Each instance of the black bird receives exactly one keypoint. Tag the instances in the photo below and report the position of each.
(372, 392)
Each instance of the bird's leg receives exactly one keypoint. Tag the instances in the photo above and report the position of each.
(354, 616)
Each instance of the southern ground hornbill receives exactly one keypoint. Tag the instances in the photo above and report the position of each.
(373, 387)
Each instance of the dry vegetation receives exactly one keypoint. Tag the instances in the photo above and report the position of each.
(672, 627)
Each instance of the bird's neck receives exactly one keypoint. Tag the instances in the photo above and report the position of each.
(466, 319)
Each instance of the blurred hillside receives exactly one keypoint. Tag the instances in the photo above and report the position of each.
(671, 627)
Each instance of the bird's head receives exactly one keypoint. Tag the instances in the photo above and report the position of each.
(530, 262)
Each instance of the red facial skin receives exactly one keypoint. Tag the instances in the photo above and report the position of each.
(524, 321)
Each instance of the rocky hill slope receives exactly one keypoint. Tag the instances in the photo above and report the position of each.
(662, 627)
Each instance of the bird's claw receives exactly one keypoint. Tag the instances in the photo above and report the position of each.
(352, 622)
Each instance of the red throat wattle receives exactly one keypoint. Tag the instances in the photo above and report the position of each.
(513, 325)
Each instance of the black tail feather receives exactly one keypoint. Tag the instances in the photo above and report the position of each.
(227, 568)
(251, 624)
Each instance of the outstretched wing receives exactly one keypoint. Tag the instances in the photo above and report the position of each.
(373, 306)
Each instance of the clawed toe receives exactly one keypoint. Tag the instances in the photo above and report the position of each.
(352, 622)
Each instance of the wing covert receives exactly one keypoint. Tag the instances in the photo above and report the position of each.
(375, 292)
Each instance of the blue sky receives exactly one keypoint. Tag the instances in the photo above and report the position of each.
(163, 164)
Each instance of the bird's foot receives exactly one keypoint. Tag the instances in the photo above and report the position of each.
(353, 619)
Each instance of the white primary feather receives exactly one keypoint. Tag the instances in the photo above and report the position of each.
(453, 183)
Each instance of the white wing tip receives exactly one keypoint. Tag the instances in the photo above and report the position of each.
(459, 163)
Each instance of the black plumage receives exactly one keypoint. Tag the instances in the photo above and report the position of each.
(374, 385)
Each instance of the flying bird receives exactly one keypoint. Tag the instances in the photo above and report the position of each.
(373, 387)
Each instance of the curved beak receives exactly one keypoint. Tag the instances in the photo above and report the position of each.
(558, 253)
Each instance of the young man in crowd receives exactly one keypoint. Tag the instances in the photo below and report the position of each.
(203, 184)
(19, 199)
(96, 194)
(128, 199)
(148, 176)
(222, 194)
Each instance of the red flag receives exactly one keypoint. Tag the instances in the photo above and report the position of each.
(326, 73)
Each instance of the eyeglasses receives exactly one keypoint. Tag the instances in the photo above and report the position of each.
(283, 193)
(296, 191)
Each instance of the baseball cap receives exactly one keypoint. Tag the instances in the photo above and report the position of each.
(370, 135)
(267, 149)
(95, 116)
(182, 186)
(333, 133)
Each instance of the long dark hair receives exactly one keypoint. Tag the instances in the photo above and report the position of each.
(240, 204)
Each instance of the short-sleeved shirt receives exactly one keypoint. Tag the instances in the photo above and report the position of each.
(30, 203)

----

Rewrite all the entries above, changing "Tag" to "Mark" everywhere and leaving everything else as it is.

## [Exercise answer]
Each instance of the black bird receives exactly one keypoint. Mark the instances in the photo below and report the position of each.
(372, 392)
Each instance of the bird's leg receives exactly one keypoint. Mark the instances in the photo above and report the position of each.
(354, 616)
Each instance of the southern ground hornbill receives exactly one keypoint. Mark the instances in the photo above and report the position of each.
(373, 387)
Each instance of the dry vegetation receives exactly one keypoint. Mark the instances in the photo above and report the position of each.
(672, 627)
Each instance of the bird's neck receives exactly one keypoint. Mark the instances in the photo above and report the position of each.
(466, 319)
Each instance of the blurred hillside receives exactly one keypoint. Mark the instances in the photo above and report the position of each.
(671, 627)
Each instance of the bird's head receives exactly one keypoint. Mark the instances in the photo above and report the position of each.
(530, 262)
Each instance of the red facial skin receives exactly one keypoint. Mark the instances in the photo above and report the position of each.
(524, 321)
Each instance of the rocky hill slope receives exactly one keypoint. Mark the instances in the photo above and report the position of each.
(662, 627)
Each instance of the bird's claw receives exactly one keypoint. Mark the instances in the photo above and report the position of each.
(352, 622)
Each instance of the red throat wattle receives exactly one keypoint. Mark the instances in the photo above and report the position of each.
(513, 325)
Each instance of the black tail feather receives exactly one keypoint. Mark the instances in the photo above and report the position of each.
(227, 568)
(251, 624)
Each instance of the outstretched wing receives exactly one keypoint. Mark the instances in the photo above and report the position of each.
(373, 306)
Each instance of the clawed toe receives exactly one keypoint. Mark the instances in the photo above and report the position of each.
(352, 622)
Each instance of the wing covert receives exactly one keypoint. Mark the instances in the photo above and report the position of each.
(375, 292)
Each instance of the blue sky receives exactly one keypoint. Mark the instances in the photo above and report the position of each.
(163, 164)
Each instance of the bird's foot receives exactly one keypoint. Mark the instances in the photo above and report the position of each.
(353, 619)
Each instance of the white primary feather receives exactly one keypoint. Mark the instances in the photo above and report the position of each.
(453, 183)
Each instance of the white wing tip receives exactly one keypoint. Mark the instances in the photo above and report the position of each.
(459, 163)
Each instance of the black plumage receives exactly one keypoint. Mark the instances in the photo above and report the position of each.
(374, 385)
Each instance of the flying bird receives exactly one keypoint. Mark the instances in the photo above and report the position of each.
(373, 387)
Each instance of the curved beak receives exactly one keypoint. Mark the instances in the photo above and report the position of each.
(558, 253)
Each instance of the young man in crowd receives exactly one keypoint. Mark the instances in the photo below and report the position of each.
(203, 184)
(19, 199)
(96, 194)
(128, 199)
(148, 176)
(222, 194)
Each instance of the red flag receives exactly one keypoint. Mark the instances in the photo above and report the position of each.
(326, 73)
Each instance of the eyeglasses receives exactly one keypoint. Mark the instances in the photo above and report the position of each.
(283, 193)
(296, 191)
Each instance of the baseball cap receives exactly one keypoint. Mark the instances in the photo above and report the position of each.
(370, 135)
(267, 149)
(95, 116)
(182, 186)
(333, 133)
Each instance of the long dark hair receives exactly one keypoint. Mark the instances in the photo above and report the position of each.
(240, 204)
Each instance of the short-sleeved shirt receives exactly one keypoint. Mark the instances in the photo above and report the position of each.
(30, 203)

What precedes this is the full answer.